■ **Entries provided**
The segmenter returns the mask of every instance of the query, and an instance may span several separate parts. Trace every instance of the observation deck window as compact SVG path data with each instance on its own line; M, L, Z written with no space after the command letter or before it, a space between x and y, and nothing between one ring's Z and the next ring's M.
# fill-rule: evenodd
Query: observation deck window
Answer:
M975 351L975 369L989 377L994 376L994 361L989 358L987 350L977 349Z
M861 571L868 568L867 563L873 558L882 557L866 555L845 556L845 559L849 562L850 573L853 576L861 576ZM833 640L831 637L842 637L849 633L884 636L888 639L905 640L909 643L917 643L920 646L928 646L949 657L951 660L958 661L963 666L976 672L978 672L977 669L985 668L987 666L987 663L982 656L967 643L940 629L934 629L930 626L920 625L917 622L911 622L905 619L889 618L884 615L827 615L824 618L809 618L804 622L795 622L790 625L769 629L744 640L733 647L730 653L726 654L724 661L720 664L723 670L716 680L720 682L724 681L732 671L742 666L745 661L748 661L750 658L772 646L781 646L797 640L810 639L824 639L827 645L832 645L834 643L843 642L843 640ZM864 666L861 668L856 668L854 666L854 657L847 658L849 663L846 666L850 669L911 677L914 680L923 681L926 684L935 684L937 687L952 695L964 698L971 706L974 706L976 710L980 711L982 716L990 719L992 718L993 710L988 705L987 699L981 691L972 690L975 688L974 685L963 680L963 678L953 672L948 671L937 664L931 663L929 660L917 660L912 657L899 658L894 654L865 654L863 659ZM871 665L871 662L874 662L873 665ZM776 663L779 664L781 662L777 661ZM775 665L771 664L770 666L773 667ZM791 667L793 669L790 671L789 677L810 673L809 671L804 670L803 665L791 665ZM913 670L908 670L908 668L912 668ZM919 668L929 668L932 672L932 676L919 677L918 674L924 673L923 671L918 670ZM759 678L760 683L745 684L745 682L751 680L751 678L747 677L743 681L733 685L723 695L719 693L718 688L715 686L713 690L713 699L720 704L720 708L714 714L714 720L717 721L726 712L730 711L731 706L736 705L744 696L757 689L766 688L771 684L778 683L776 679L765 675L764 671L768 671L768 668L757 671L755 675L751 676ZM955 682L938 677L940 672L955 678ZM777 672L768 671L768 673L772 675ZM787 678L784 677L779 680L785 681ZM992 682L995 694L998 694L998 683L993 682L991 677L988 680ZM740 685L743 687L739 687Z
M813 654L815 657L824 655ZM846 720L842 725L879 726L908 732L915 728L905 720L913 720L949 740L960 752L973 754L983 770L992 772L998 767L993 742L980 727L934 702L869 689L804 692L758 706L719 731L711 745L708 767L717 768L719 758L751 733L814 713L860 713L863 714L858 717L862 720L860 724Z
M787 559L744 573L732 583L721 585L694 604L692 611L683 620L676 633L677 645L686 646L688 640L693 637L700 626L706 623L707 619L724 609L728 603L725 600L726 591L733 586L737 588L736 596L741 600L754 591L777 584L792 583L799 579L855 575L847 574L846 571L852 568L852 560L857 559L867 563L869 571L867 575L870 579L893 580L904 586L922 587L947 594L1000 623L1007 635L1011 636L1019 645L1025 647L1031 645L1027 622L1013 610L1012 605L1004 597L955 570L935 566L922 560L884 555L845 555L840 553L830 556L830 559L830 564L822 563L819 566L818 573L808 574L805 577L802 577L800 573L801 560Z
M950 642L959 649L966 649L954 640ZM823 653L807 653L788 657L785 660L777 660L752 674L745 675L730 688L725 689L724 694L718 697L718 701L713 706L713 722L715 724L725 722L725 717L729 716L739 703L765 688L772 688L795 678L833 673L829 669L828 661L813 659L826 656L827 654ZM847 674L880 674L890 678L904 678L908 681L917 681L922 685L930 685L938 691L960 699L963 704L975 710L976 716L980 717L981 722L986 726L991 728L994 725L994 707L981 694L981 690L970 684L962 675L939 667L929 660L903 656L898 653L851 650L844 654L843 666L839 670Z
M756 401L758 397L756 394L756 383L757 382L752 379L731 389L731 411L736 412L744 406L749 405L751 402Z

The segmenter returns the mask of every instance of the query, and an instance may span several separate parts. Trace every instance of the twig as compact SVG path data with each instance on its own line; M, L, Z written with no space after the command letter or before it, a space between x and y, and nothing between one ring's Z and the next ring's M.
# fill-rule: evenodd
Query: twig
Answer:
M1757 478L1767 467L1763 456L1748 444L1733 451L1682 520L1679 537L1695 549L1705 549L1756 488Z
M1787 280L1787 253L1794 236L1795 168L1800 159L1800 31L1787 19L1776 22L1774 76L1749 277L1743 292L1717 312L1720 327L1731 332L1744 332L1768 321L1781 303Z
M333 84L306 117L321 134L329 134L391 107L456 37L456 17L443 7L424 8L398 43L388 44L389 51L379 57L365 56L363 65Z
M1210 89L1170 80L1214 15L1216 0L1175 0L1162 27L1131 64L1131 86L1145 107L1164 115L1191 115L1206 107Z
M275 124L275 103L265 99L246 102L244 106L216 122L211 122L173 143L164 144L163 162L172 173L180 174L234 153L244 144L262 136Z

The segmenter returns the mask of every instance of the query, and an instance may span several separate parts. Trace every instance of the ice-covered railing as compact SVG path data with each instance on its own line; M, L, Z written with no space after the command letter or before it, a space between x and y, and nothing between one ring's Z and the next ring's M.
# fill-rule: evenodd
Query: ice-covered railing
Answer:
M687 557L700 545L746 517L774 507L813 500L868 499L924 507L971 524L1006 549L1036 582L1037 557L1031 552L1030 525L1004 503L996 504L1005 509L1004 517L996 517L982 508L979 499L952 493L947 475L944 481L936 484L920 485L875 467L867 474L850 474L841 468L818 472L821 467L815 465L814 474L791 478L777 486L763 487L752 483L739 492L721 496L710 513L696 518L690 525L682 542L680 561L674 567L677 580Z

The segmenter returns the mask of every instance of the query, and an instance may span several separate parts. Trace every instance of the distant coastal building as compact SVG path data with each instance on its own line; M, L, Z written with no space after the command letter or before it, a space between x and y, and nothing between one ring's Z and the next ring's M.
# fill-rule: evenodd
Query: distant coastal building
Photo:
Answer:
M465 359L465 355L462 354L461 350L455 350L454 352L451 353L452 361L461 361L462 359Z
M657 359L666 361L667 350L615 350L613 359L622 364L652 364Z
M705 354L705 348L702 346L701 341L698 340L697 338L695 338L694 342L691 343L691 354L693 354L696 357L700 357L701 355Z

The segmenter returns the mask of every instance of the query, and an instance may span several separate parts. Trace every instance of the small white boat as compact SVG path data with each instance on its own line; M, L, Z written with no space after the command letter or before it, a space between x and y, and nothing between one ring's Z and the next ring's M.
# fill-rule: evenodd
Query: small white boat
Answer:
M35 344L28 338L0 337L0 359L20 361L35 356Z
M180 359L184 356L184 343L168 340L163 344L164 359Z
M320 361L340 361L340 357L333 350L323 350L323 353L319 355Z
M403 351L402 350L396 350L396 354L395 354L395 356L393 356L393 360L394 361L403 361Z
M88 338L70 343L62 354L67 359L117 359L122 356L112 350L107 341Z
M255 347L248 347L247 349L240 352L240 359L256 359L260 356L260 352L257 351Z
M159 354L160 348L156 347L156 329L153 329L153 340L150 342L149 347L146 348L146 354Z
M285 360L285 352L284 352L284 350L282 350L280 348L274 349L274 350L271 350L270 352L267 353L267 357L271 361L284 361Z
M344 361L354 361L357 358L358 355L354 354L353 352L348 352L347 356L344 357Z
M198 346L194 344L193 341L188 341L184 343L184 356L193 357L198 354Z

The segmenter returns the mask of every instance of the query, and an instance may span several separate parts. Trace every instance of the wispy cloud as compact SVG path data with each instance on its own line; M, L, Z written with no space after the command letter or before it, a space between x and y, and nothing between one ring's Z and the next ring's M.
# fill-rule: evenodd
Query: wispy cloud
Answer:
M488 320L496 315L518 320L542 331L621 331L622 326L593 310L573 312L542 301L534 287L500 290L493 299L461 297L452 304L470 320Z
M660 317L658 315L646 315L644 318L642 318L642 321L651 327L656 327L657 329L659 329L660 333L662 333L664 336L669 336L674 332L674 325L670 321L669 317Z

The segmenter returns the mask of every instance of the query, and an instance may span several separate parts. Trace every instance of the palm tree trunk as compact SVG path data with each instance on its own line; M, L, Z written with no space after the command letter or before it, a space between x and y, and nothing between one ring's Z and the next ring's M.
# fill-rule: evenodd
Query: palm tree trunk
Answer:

■ **Task directions**
Say how many of the lines above include the string "twig", and give no other words.

■ **Answer to the problem**
2